### TASK DETAILS
Each entry below is to be written out exactly, and the pictures are to be left out.

### EXTRACTED RECORDS
***

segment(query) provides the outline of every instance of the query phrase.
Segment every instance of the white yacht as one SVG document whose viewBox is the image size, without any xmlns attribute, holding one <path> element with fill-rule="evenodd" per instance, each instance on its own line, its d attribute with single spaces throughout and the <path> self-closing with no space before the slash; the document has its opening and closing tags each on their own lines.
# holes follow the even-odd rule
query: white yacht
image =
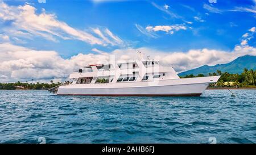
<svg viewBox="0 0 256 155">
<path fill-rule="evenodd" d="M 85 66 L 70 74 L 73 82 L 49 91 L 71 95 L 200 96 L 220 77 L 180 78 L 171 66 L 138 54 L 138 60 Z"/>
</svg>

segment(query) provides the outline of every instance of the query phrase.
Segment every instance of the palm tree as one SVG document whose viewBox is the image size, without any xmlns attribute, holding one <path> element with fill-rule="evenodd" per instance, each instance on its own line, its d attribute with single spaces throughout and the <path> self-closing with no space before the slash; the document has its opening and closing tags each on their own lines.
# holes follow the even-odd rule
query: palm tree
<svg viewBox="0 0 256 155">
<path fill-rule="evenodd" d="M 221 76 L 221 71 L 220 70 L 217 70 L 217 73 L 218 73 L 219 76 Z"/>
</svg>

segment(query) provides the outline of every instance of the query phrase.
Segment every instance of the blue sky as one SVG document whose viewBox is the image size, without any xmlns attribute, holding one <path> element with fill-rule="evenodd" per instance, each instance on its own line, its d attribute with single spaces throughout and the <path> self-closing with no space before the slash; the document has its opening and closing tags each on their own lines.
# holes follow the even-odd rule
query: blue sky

***

### FINISHED ANSWER
segment(query) provides the outline of every instance of the query phrase.
Segment every instance of the white yacht as one SVG document whose viewBox is the image size, without any xmlns attribute, holding one <path> element with fill-rule="evenodd" per instance, each instance on its own line, its d attribute with single spaces throughout and the <path> self-closing with no space before the slash; the document has its opening and closing tags each on their own lines.
# holes follow the even-odd rule
query: white yacht
image =
<svg viewBox="0 0 256 155">
<path fill-rule="evenodd" d="M 85 66 L 70 74 L 73 82 L 49 91 L 71 95 L 200 96 L 220 77 L 180 78 L 171 66 L 138 54 L 138 60 Z"/>
</svg>

segment(query) provides the outline of every instance of the query phrase.
Segment every instance of the palm tree as one SVG document whose viewBox is the image size, without any xmlns attribute, holding one <path> element with fill-rule="evenodd" per instance, each instance on its own line, its d attribute with single spaces throughout and the <path> self-closing with no space before the slash; the document has its opening and closing tags each on their own lines.
# holes follow the even-odd rule
query: palm tree
<svg viewBox="0 0 256 155">
<path fill-rule="evenodd" d="M 221 76 L 221 71 L 220 70 L 217 70 L 217 73 L 218 73 L 219 76 Z"/>
</svg>

segment(query) provides the outline of every instance of the query phrase.
Segment every instance of the blue sky as one SVG document whose viewBox is the image size, without any xmlns attribute, holding one <path> element with fill-rule="evenodd" per instance, each instance on its own line, its d attribute with single spaces throughout and the <path> self-closing with no space before the slash; the document has its opening and closing tags each on their own lines.
# holes follow the even-odd rule
query: blue sky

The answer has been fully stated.